What is needed: Report only the number of lines in the records that contain the word "instance".

Data records:
= = = = =

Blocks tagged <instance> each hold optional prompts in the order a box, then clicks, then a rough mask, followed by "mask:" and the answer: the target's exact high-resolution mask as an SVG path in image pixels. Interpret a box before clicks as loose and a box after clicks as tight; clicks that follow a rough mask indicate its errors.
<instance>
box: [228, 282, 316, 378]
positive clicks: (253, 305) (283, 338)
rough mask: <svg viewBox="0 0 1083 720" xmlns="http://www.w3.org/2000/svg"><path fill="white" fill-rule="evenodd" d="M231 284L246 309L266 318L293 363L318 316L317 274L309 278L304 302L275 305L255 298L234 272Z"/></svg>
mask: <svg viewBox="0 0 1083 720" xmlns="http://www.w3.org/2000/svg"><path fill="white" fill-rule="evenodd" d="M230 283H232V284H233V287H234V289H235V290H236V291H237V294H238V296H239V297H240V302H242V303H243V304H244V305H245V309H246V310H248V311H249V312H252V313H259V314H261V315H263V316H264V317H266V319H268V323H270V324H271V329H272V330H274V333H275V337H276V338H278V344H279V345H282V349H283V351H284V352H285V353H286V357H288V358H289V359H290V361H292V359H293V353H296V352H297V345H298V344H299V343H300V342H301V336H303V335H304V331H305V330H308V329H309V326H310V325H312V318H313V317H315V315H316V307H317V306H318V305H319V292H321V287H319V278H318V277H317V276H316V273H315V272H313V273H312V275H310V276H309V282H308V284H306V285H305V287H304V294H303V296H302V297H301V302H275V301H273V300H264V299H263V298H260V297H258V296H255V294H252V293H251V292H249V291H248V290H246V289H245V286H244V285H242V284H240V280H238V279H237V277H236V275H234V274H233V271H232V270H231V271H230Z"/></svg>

= = = = =

Finished exercise: 2